- _PASSAGE_:

Barbara and Sue are from California and they came to Listowel on foot of the following story.

This is what I wrote in 2011;

It all started with a Google search in 2008

In a suburb of Sydney, Australia in 2008 a part-time teacher
named Julie Evans was researching her family tree. She knew that her great great grandmother, Bridget Ryan, had left Ireland in Famine times as part of the Earl Grey Scheme. Bridget was one of the “Famine Orphans” who were sent from the workhouse in Listowel to settle in the other side of the world.

The Earl Grey Scheme was devised by the British Government
to solve twin problems at opposite ends of The Empire. Workhouses in Ireland were massively overcrowded and struggling to cope with the numbers of  starving people arriving daily. Meanwhile far away in Australia, colonists were decrying the lack of suitable (white) female
house servants. 

Earl Grey decided to identify suitable girls in Irish
workhouses, to kit them out and send them to Australia. The Australian people were to foot the bill for the scheme. The definition of orphan was very loose. Some girls had one living parent and some even had two. Bridget Ryan, it would appear, fell into the second category.

Julie knew all of this when she Googled Listowel Co. Kerry,
Ireland and she found this website http://www.iol.ie/~coganj/  (link no longer works) maintained by Jim and Mary Cogan.  She sent off an email and thus began an adventure whose latest twist was a TG4 project called Tar Abhaile (Come Home).

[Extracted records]
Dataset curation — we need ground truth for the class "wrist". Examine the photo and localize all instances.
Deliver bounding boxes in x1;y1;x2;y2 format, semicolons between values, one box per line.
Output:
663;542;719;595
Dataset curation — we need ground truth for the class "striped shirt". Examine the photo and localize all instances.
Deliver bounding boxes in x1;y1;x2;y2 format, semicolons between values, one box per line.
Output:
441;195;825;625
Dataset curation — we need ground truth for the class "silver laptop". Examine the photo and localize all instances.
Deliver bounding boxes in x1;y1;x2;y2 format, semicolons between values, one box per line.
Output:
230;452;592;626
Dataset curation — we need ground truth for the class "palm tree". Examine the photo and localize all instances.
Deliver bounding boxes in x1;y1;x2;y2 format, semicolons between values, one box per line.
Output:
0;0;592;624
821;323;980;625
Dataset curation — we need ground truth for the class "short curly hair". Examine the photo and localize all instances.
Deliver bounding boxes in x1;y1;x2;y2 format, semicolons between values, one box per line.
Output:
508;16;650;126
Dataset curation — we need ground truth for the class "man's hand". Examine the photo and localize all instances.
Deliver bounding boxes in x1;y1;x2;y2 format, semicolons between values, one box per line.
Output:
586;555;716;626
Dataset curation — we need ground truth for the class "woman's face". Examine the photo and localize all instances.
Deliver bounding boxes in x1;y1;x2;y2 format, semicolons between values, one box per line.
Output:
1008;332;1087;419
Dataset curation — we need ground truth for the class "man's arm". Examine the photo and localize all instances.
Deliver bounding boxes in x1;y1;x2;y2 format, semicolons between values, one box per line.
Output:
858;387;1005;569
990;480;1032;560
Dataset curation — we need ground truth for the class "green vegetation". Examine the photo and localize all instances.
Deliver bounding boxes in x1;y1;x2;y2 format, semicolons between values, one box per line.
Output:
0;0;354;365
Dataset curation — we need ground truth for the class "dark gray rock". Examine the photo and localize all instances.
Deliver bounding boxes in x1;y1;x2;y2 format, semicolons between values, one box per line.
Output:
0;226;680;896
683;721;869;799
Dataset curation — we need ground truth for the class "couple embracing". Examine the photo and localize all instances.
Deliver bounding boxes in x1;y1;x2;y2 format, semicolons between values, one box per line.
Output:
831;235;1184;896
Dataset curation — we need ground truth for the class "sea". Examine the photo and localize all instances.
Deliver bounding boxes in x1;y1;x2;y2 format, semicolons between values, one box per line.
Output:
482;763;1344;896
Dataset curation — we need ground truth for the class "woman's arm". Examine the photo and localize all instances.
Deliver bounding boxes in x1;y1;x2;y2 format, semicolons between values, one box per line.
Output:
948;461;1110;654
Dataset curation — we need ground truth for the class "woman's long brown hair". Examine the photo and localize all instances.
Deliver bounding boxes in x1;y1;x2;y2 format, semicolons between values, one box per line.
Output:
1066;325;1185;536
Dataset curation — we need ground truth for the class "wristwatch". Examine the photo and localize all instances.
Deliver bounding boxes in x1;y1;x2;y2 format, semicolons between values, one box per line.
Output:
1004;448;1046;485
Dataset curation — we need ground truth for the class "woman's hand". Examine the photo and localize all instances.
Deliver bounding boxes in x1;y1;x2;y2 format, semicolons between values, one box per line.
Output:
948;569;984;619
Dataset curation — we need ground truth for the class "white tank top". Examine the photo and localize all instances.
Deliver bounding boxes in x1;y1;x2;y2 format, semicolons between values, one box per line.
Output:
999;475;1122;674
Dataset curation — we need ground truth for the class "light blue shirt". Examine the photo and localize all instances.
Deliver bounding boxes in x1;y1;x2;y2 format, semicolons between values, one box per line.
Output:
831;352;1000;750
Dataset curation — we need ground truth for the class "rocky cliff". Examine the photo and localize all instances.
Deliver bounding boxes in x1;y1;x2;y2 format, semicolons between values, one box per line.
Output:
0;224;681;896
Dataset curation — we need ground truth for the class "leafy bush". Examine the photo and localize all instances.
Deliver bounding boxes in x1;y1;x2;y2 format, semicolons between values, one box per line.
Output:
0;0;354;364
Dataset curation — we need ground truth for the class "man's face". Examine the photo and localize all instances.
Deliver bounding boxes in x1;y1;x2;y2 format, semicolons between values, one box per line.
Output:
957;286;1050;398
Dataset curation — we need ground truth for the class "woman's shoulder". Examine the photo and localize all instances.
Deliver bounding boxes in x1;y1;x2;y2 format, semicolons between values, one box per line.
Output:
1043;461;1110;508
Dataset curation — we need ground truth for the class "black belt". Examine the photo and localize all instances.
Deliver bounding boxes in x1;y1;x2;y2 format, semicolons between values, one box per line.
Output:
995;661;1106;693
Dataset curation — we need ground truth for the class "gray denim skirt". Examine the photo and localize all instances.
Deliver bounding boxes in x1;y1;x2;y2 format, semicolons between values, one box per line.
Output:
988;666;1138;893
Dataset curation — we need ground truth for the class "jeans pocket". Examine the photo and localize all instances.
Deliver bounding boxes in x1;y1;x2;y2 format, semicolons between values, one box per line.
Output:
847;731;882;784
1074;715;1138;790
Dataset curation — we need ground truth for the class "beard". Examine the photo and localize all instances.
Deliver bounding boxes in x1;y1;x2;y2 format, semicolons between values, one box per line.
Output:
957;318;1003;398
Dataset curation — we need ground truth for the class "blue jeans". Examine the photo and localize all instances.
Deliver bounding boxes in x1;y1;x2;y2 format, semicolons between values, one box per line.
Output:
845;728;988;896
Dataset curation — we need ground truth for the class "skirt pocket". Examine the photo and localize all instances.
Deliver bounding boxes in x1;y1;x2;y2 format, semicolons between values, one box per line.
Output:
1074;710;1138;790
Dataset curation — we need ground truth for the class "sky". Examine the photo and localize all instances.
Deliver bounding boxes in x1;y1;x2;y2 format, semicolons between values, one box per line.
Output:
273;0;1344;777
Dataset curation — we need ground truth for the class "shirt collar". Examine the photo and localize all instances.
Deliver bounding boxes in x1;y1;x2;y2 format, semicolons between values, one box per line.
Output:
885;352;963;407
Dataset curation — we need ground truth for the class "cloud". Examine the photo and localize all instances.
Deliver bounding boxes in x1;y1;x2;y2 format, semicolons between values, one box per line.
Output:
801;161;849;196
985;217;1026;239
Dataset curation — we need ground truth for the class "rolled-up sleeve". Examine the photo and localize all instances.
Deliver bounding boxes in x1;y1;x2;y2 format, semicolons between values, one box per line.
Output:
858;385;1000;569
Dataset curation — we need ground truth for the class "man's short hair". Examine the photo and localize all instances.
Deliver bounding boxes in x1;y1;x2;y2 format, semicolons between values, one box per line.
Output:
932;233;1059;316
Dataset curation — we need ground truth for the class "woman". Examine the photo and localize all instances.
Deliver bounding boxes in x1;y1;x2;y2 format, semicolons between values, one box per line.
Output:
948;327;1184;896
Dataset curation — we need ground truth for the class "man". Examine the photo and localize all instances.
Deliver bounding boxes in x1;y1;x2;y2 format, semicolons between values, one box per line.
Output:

- _YOUR TASKS_:
1) Reproduce the Famine Orphans passage between "This is what" and "house servants.", inclusive, renaming "Earl Grey Scheme" as "Earl Grey emigration scheme".
2) Write what follows the last sentence of the Famine Orphans passage.

- _REPLIES_:
1)
This is what I wrote in 2011;

It all started with a Google search in 2008

In a suburb of Sydney, Australia in 2008 a part-time teacher
named Julie Evans was researching her family tree. She knew that her great great grandmother, Bridget Ryan, had left Ireland in Famine times as part of the Earl Grey emigration scheme. Bridget was one of the “Famine Orphans” who were sent from the workhouse in Listowel to settle in the other side of the world.

The Earl Grey emigration scheme was devised by the British Government
to solve twin problems at opposite ends of The Empire. Workhouses in Ireland were massively overcrowded and struggling to cope with the numbers of  starving people arriving daily. Meanwhile far away in Australia, colonists were decrying the lack of suitable (white) female
house servants.

2)
When I received Julie’s email in 2008, I knew little of the workhouse and nothing at all of The Earl Grey Scheme. A correspondence began and we emailed to and fro, filling in more and more of the story until 2011. North Kerry Reaching Out was set up and I began this blog. One of the  aims of NKRO was to help the diaspora with research into their family trees. Julie was one of this diaspora whose story we took on board. 

We soon discovered that Bridget Ryan was no ordinary orphan and her story began to take on many aspects of a soap opera. There was crime and punishment, poverty and wealth but with a little smattering of social grace and ladylike accomplishments.

Through this blog I made contact with an avid historian and
genealogist, Kay Caball. Kay grew up in Listowel . She is writing a history of all the Famine Orphans who left from Kerry workhouses. She and Julie formed a partnership to advance research into Bridget’s background.

Fast forward to 2013 the year of The Gathering and RTE is commissioning some TV programmes about descendants of emigrants.  

So, Julie Evans, her husband Glyn, her third cousin, Jeanette
Greenway from California and Jeanette’s daughter, Peta arrive in Ireland; Julie to participate in the making of the TV documentary and her cousins to learn more about their ancestor, Bridget Ryan.

Over two days last week we filmed hours of footage which
will be distilled  into 12 minutes of a Tar Abhaile programme to be aired on TG4 in September or October. Don’t worry, I’ll keep you posted.

I can’t spoil the programme by telling you the story but I
can tease you by telling you that it is an interesting tale with a few elements to illustrate the adage that truth is often stranger then fiction.

As they say in the worst journals, “Watch this space”.

Julie and her husband, Glyn in Listowel for the making of the documentary.

Long story short…Bridget Ryan’s father was a bigamist, her mother’s family were respectable and used influence to get her on the Earl Grey scheme. She arrived in Australia in 1850, married and had a big family whose descendants are now scattered around the world.

That was 2011. Fast forward to 2023.

One of those descendants, Sue Greenway, on the left and her friend Barbara came to Listowel to see what they could of the places where Bridget left from and to get a sense of what life was like in the Ireland Bridget left behind.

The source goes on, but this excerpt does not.